■ **Excerpted text**
=== Section Start ===

Academic background
- Education: BSc, biology, 1997, Fudan University MSc, plant sciences, 2001, University of Arizona PhD, plants, insects, and soils with focus on functional genomics, 2007, University of Tennessee
- Thesis: Investigating the molecular basis of volatile-mediated plant indirect defense against herbivorous insects using functional and comparative genomics (2007)

Academic work
- Institutions: Washington University in St. Louis Texas A&M University

= Joshua Yuan (engineer) =

Chinese-American scientist and engineer

Joshua Yuan is a scientist and engineer in sustainable technology development. He is the chair and the Lucy & Stanley Lopata Professor in the Department of Energy, Environmental, and Chemical Engineering in the McKelvey School of Engineering at Washington University in St. Louis. He is also the Director and Principal Investigator for Carbon Utilization Redesign for Biomanufacturing National Science Foundation Engineering Research Center. Previously, he was a faculty member at Texas A&M University since 2008, served as the director for the Synthetic and Systems Biology Innovation Hub since 2015, and was appointed as the chair for Synthetic Biology and Renewable Products in 2018. Yuan became a fellow of Royal Society of Chemistry in 2022. He became an American Association for the Advancement of Science (AAAS) fellow in 2026.

=== Section End ===

■ **Requirement A**
From the Joshua Yuan profile, write out the part that opens with the words containing "Academic background" and closes with "comparative genomics (2007)".
■ **Requirement B**
According to the Joshua Yuan profile, in what year did he become a fellow of the Royal Society of Chemistry?

■ **Dataset extract**
=== Section Start ===

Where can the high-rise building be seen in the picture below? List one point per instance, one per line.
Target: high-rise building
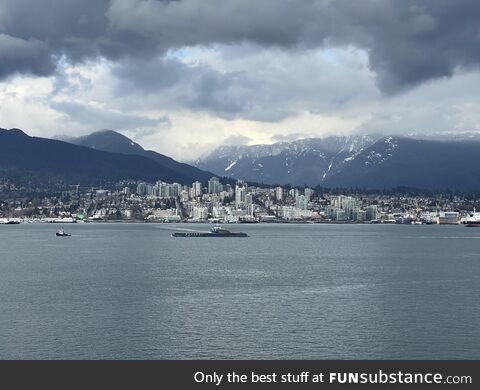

=== Section End ===
=== Section Start ===

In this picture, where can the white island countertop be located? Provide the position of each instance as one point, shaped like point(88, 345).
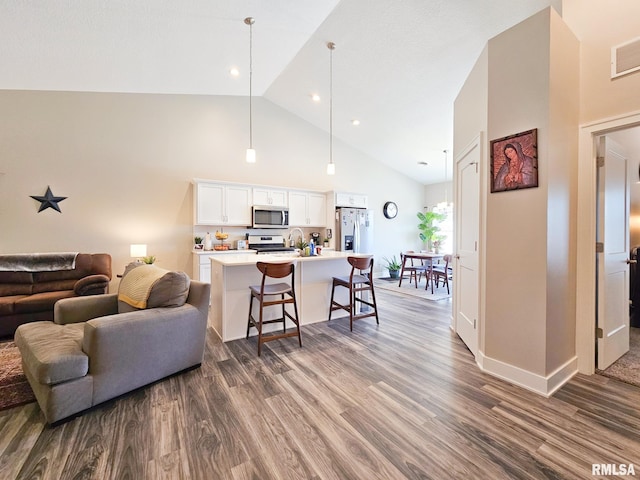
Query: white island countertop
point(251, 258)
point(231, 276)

=== Section End ===
=== Section Start ===

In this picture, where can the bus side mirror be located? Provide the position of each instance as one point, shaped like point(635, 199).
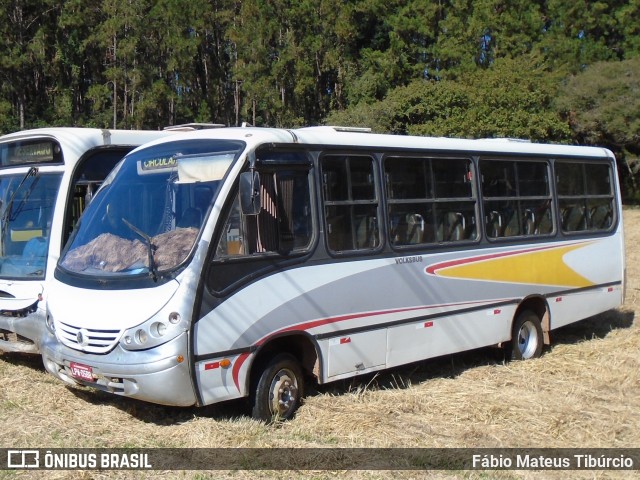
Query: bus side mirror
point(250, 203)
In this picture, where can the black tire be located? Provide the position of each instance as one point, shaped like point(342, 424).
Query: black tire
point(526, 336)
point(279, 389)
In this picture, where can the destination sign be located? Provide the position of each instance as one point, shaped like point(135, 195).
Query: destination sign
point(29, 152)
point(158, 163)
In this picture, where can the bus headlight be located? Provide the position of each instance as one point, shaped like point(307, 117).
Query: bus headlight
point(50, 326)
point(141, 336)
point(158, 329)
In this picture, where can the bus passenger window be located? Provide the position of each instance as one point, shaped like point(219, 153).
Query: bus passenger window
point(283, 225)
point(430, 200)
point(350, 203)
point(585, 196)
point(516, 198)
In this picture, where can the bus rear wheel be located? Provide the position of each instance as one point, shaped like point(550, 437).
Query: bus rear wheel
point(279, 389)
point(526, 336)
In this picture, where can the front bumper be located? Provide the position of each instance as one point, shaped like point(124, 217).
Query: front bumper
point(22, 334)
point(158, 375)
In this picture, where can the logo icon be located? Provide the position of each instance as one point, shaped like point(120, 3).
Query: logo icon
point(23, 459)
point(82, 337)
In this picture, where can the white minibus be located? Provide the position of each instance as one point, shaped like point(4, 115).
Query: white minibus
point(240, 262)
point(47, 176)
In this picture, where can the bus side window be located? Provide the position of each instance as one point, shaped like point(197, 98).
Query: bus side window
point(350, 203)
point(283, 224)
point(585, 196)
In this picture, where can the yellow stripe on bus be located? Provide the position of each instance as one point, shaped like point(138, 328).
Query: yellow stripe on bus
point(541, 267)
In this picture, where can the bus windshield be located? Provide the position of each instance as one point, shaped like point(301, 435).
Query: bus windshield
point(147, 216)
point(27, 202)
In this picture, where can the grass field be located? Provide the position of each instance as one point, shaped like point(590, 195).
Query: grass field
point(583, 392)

=== Section End ===

■ **Expected output A**
Academic background
- Education: BSc, biology, 1997, Fudan University MSc, plant sciences, 2001, University of Arizona PhD, plants, insects, and soils with focus on functional genomics, 2007, University of Tennessee
- Thesis: Investigating the molecular basis of volatile-mediated plant indirect defense against herbivorous insects using functional and comparative genomics (2007)

■ **Expected output B**
2022